▶ [Assigned task]: Print out each entry without alteration, and keep the pictures out.

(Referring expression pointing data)
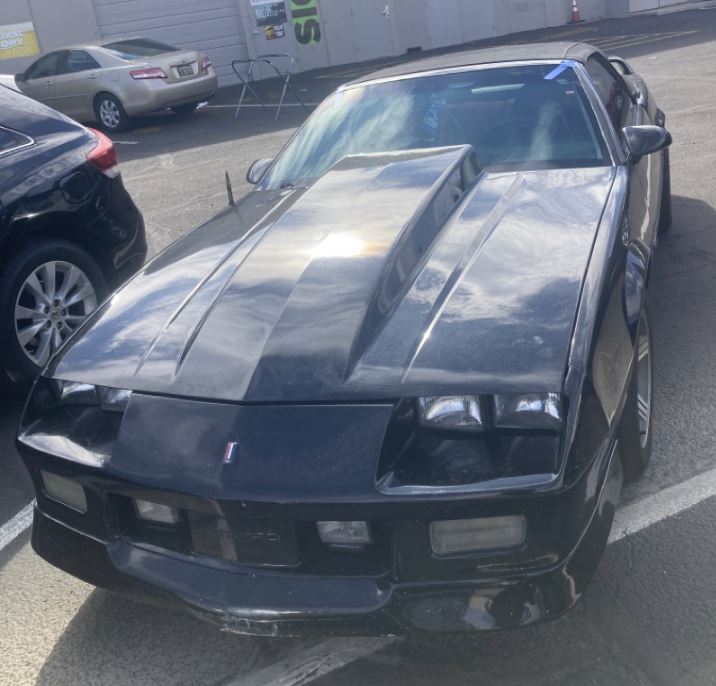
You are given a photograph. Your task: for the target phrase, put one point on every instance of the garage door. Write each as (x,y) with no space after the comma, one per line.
(212,26)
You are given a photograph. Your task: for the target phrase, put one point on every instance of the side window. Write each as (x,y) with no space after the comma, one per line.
(79,60)
(45,66)
(611,92)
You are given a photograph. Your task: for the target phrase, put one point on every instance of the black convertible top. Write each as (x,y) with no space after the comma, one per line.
(579,52)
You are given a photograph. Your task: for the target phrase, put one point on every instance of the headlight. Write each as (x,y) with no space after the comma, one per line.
(456,412)
(78,393)
(528,411)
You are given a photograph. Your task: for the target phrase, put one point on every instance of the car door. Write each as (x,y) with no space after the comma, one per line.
(38,81)
(76,84)
(644,175)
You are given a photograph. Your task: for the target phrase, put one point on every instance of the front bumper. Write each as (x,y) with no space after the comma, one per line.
(257,601)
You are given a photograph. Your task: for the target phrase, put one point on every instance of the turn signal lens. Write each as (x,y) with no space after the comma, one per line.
(477,535)
(345,534)
(154,512)
(113,399)
(461,412)
(528,411)
(76,393)
(65,491)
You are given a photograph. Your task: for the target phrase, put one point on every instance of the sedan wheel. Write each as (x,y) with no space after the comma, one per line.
(47,290)
(53,301)
(110,113)
(635,431)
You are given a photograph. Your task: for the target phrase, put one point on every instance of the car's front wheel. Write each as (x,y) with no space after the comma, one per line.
(110,113)
(47,290)
(635,430)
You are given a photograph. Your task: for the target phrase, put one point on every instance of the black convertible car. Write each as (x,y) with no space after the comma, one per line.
(399,384)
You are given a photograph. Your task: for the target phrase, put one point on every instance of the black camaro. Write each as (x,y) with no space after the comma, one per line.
(69,231)
(399,384)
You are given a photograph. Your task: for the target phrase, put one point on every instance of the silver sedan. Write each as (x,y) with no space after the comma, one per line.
(113,81)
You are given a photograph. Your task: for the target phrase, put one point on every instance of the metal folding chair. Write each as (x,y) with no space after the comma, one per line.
(246,76)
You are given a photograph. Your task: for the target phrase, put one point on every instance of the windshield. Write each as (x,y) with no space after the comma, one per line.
(521,117)
(138,47)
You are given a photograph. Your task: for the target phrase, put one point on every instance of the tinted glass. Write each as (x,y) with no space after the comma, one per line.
(528,117)
(45,66)
(79,60)
(138,47)
(611,92)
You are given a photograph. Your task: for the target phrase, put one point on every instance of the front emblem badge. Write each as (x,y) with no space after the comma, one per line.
(230,452)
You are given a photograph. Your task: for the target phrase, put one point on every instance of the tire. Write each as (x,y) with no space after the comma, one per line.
(111,115)
(185,109)
(28,341)
(665,215)
(635,430)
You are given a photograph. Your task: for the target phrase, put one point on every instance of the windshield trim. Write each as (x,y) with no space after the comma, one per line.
(607,134)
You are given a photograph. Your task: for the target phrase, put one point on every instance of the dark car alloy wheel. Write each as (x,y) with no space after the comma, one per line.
(46,291)
(52,302)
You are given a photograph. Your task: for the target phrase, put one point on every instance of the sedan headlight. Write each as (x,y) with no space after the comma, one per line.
(529,411)
(455,412)
(78,393)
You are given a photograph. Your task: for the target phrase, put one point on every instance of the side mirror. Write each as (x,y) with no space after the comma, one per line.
(645,140)
(257,170)
(621,65)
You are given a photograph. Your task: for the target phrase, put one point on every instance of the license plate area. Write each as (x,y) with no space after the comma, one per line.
(260,542)
(185,70)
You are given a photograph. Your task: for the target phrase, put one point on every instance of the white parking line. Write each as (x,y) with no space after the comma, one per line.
(14,527)
(662,505)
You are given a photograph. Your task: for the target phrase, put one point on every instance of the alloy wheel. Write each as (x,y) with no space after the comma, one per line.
(109,113)
(644,374)
(52,303)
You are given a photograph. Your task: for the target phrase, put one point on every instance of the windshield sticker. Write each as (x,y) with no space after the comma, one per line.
(432,119)
(567,64)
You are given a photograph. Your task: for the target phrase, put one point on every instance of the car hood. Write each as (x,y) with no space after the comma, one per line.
(384,279)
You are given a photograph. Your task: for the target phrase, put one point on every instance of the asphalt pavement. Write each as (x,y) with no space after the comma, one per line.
(647,618)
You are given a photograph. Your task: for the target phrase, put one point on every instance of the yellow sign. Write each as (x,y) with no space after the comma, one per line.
(18,40)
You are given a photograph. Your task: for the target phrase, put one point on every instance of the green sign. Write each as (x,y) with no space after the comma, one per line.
(306,21)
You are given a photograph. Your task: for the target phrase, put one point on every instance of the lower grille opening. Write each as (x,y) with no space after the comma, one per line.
(293,546)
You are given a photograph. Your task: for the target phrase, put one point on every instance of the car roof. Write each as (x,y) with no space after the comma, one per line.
(579,52)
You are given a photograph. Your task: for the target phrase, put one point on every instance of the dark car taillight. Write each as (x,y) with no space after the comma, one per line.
(103,156)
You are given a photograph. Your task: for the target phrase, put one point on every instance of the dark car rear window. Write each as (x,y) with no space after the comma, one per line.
(11,140)
(138,47)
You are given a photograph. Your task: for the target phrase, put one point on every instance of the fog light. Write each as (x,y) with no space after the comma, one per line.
(154,512)
(345,534)
(475,535)
(65,491)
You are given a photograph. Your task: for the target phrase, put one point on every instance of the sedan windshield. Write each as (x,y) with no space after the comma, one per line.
(520,117)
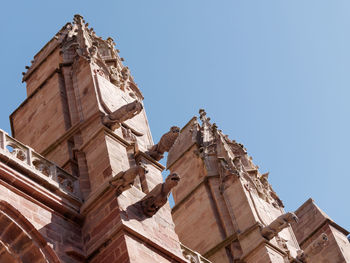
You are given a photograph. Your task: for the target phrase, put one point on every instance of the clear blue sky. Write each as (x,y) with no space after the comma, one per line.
(274,75)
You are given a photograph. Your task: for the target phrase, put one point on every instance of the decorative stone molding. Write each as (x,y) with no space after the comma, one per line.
(192,256)
(49,172)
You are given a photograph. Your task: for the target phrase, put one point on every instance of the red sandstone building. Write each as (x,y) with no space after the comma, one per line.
(80,179)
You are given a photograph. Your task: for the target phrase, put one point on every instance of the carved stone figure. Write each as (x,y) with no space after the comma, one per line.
(164,144)
(124,180)
(158,197)
(114,75)
(122,114)
(278,225)
(313,249)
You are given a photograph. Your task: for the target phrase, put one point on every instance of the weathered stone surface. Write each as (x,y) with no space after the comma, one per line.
(83,196)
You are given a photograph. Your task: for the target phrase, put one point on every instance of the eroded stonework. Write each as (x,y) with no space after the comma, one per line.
(80,179)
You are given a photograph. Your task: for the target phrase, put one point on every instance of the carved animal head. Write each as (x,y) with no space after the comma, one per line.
(292,217)
(143,167)
(175,129)
(172,180)
(137,106)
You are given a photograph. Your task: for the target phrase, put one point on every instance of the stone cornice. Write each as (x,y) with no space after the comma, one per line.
(30,190)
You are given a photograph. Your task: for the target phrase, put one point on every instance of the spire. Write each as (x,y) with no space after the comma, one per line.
(78,40)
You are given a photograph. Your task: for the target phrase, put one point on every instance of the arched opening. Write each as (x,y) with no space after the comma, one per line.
(20,241)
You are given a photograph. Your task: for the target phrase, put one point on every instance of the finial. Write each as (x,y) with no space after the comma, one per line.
(78,19)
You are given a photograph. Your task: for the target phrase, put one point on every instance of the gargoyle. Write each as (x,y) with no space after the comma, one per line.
(122,114)
(313,249)
(164,144)
(278,225)
(124,180)
(158,197)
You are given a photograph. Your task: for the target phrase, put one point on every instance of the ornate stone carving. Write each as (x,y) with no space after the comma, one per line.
(158,197)
(313,249)
(164,144)
(278,225)
(124,180)
(122,114)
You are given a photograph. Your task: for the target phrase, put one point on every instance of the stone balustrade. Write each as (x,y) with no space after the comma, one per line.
(192,256)
(44,170)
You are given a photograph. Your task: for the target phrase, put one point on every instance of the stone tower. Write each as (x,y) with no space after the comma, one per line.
(85,114)
(230,203)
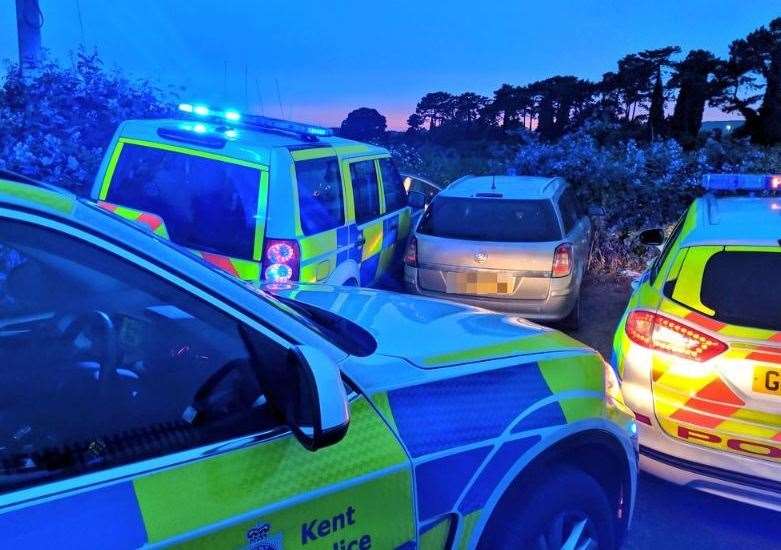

▶ [Result]:
You are given a photograph. Your task: for the target phrase, put one point on every instance of the garage door. Write each as (x,y) with no space after the comma, one per line.
(212,26)
You are given a photograph. Your task: for the target phrase, put one point on every instance of the side window. Write each as (x,y) with no space after the comma, one per line.
(79,60)
(45,66)
(611,92)
You are given a photograph. Your task: for the target phrase, put one point on every instance of the black convertible top. Write each as (x,y) with no space after the comma, one per line.
(579,52)
You are given a photograph. Your task: for the target phrase, put one point on every instance of the headlight. Write each as (x,y) with no space after the comma, one per line.
(456,412)
(78,393)
(528,411)
You are given a photograph. Your task: for the target phrase, put one point on every instance of the car door. Write each as (x,y) with no space after the comma, one per line.
(38,81)
(76,84)
(644,175)
You are given a photograph. Your task: for the target phrase, put one point on every instance of the front bumper. Write each as (x,y) with no space after the comma, one per line.
(257,601)
You are given a photograph. Your task: for the target phrase, put one point on every instance of the turn signal lens. Write each as (x,y) with no space after the comma, one per line.
(477,535)
(345,534)
(154,512)
(113,399)
(461,412)
(528,411)
(76,393)
(65,491)
You are given a photograph. Your task: for the target phrase, put one point on every instance of the sedan wheel. Write each as (x,y) with no space after the comma, one per line.
(47,290)
(53,301)
(110,113)
(635,431)
You are given a photograph. Your task: for the target phrase, put one point on every instance of the car's front wheel. Write each as (x,y) with no space after the comma, one per line.
(110,113)
(47,290)
(635,430)
You are given a photograph. Your task: for the target phrase, put one point on every instance of the black convertible car. Write each as (x,y) with no space after the comma, one per line.
(399,384)
You are given a photograph. Your task: for the target phrase, put one point on every instance of the black camaro. Write each as (x,y) with no space after the comma, one per line.
(69,231)
(399,384)
You are given a photograph. Your task: for the target phrase, put one point on every instance of the silver sedan. Write each as (x,y) with no space after the comma, one per line.
(113,81)
You are given a photograph. Your task: for the target phrase, put one point on every instance of the metal folding chair. Write each as (x,y) with no space after the comma, one per line.
(246,76)
You are given a photograph. Your task: for the target phrase, put one point on every instance of the windshield. Write each as (x,y) with no space after the comma, one per line.
(521,117)
(138,47)
You are given a photograph. Your task: for the target phrase, put one point on every instance of the tinted glass. Write each as (x,y) with no space after the comma, one per line.
(528,117)
(45,66)
(79,60)
(138,47)
(611,92)
You are given a photograph. Your task: for the target phrase, put one point on every instance of the front emblem badge. Write each as (x,y) with no space after the comma, one per line.
(230,452)
You are given a photograph. Your task: for the target phrase, put one point on every instance of the tire. Write each as (x,y) with no space after the comma, one per line.
(111,115)
(185,109)
(28,341)
(665,215)
(635,430)
You are given a photograph. Your task: for the target phrase, put one point on every instance of the windshield trim. Write each as (x,y) with no space after the comma, one per line.
(607,134)
You are given a photograph. Your task: for the target phrase, put one point on every instance of the dark car alloy wheel. Write each as (x,y) with no space after the comma, one per line.
(46,291)
(52,302)
You are given a photograph. Your task: for the target phrase, put one point on every instance of the sedan headlight. Write each as (x,y) with no space after the comma, one per line.
(529,411)
(455,412)
(78,393)
You are given a photograph. Your task: for the target phrase, put one point on every instance of the side mirror. Write each as (x,y) with no space after the comma, one per line.
(645,140)
(257,170)
(621,65)
You are given a photograph. Your task: for the target phrase, put one point on every instance of the license plate area. Write each as (x,y) with no space after the comma, one per line.
(260,542)
(185,70)
You are given a photograph. Your task: for the target phrase, put one point on every instance of the white parking line. Write each as (x,y) with no space after the comma, one per line.
(14,527)
(662,505)
You are given a photograph. Your task: for the target phrase, put one point on every instance of the alloy wheel. Write each as (x,y) with no space after the comma, one per line.
(109,113)
(644,374)
(52,303)
You are given a photograph. Your task: for the target phrase, put one point on every instance of the windshield sticker. Write each as (x,y) with no space after the comma, one per line.
(432,119)
(567,64)
You are given a photograph. Your task: for the target phrase, put one point on every instance of the car hood. Write each as (x,y) with no space after the comma, one per line.
(384,279)
You are given a photograph. Your task: for the target phrase, put one point on every instance of the asphalt pavement. Write each as (x,y) with no space after the comma, one per line.
(647,618)
You are given a photograph. Your task: for the target phrase, put one point on every instance of the yellow sign. Write each as (x,y) with no space after the comma, one per line.
(18,40)
You are given a photograph. Your task: for the target phrase, put one point on every instance of the green sign. Write each as (x,y) with no space after the comma, one per line.
(306,21)
You are given a photograph. Your task: for the target phrase, put one point on every instance of the lower grille opening. Write each as (x,y) with no space after the comma, one per line.
(293,546)
You are given a photograph. Your task: for the target phrase, put one point on every instance of the car roof. Write each as (x,y) with no space after the comma, one per line.
(579,52)
You are given a photograph. Your task: for the target phrase, put one point on every instance of the dark car taillight. Write each as (x,y) with no space after the comma, one per line.
(103,156)
You are given a photograph. Your task: for the target phrase, put one point on every instance of the dark car rear window. Write each as (x,y) with no space after the comma, one per line.
(11,140)
(138,47)
You are given a photograph. Your task: for the target phrase, put one point on every instance of the fog light. Write each as (x,y) with no space after the comma, one per line.
(154,512)
(345,534)
(475,535)
(65,491)
You are given a photograph. Your task: for the target phrase, put one point on every instance of the sedan windshield. Write each as (x,y) with no space after the comma, one per line.
(520,117)
You are given a photograph. Your task: for the target phrase, put one point on every instance of the clear blue sky. Write each as (x,y) with no space after the comma, one per line.
(274,75)
You are given a photograph. Your task: for the target phrase, put one point on every instance of the decorative stone molding. Write each as (x,y) with no space after the comma, one per line.
(192,256)
(49,172)
You are given a photograph. Your task: for the target phrase, put one point on every instance of the red sandstone building. Write each as (x,y) with no space after the comma, one per line.
(80,179)
You are given a photograph. Your task: for the target phrase, put one point on every instance of the carved stone figure. Write each as (x,y) with no space after the comma, one per line.
(164,144)
(124,180)
(158,197)
(114,75)
(122,114)
(278,225)
(313,249)
You are given a photograph. Your task: for the target phrase, put one point on every instance of the weathered stone surface. Write each as (x,y) with no space after the comma, one per line.
(83,196)
You are given a photograph. Your task: for the target phrase, put one point on every instance of the eroded stonework. Write each as (x,y) with no space after the comma, one per line.
(80,179)
You are given a photograph. Your task: for the target phrase, put one point on every instance of the carved animal head. Write each as (x,y) with no space after the comma, one per line.
(292,217)
(143,167)
(175,129)
(172,180)
(137,106)
You are given a photograph. Your task: for the target phrase, put one point on every instance of the stone cornice. Write each as (x,y) with no space after the comma, one per line.
(30,190)
You are given a photograph. Your task: for the target phrase, put one point on every instance of the spire. Write each as (x,y) with no space after the comma, one per line.
(78,40)
You are given a photograph. Your task: for the target phrase, put one point on every instance of the arched opening. Write each as (x,y) with no space after the comma, one per line.
(20,241)
You are given a photograph. Your task: for the target phrase, put one point on every instance of the finial. Write each as (x,y) with no space after the comma, one per line.
(78,19)
You are given a photograph. Your task: for the target phrase, put one point on every instance of the gargoyle. Write each as (x,y) with no space after the comma, one per line.
(122,114)
(313,249)
(164,144)
(278,225)
(124,180)
(158,197)
You are given a photograph. Your task: for the target phrase, put one point on every instance of the ornate stone carving. Write each as (x,y) with no space after the comma, one per line.
(158,197)
(313,249)
(164,144)
(278,225)
(124,180)
(122,114)
You are given a photograph. Your task: for the target phrase, put one point on every instance of the stone balustrade. Write each as (x,y) with no space after the comma, one per line.
(192,256)
(44,170)
You are given a photograph. Your task: for the target phrase, put one point on every instance of the stone tower. Write each as (x,y) with no space after the comma, one per line.
(85,114)
(230,203)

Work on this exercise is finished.